SOURCE MATERIAL START

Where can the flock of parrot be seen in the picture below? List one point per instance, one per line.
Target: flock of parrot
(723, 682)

SOURCE MATERIAL END
SOURCE MATERIAL START

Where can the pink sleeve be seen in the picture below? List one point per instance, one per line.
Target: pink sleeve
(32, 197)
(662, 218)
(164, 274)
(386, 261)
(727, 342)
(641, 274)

SOURCE MATERIAL END
SOURCE MATERIAL START

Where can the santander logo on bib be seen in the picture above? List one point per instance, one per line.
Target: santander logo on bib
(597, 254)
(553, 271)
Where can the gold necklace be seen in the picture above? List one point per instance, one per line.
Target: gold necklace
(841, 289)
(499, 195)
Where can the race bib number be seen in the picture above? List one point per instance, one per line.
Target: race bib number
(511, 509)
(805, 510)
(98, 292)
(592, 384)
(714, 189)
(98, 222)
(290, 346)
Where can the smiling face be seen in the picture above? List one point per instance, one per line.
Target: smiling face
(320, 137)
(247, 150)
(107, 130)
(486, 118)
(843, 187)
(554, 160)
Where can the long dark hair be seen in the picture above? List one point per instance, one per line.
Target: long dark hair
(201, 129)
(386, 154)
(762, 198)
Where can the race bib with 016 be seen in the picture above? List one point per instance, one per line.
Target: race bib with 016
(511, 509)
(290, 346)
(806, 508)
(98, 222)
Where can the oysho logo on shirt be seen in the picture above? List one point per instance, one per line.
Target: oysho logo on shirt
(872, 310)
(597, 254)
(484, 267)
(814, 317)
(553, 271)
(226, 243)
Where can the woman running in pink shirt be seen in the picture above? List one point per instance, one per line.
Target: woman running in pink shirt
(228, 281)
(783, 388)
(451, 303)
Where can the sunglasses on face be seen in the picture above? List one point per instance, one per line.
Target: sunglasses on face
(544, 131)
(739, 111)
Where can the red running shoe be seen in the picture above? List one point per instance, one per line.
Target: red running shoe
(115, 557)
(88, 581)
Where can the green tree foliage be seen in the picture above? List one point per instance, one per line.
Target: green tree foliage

SOURCE MATERIAL END

TASK GOAL:
Every line above from the line with "Where can the sunglasses" to the line with "Target: green tree foliage" is wanted, ends included; write them out exactly and add no other line.

SOLUTION:
Where can the sunglasses on face be seen in the picture above? List one point per instance, one per line.
Target: sunglasses on face
(544, 131)
(739, 111)
Where can the red running shoe be seen in the picture above? List one point per instance, one per line.
Target: red running shoe
(115, 557)
(88, 581)
Where can the green tree foliage be seen in the picture above? List one point per instance, one per line.
Target: green tree foliage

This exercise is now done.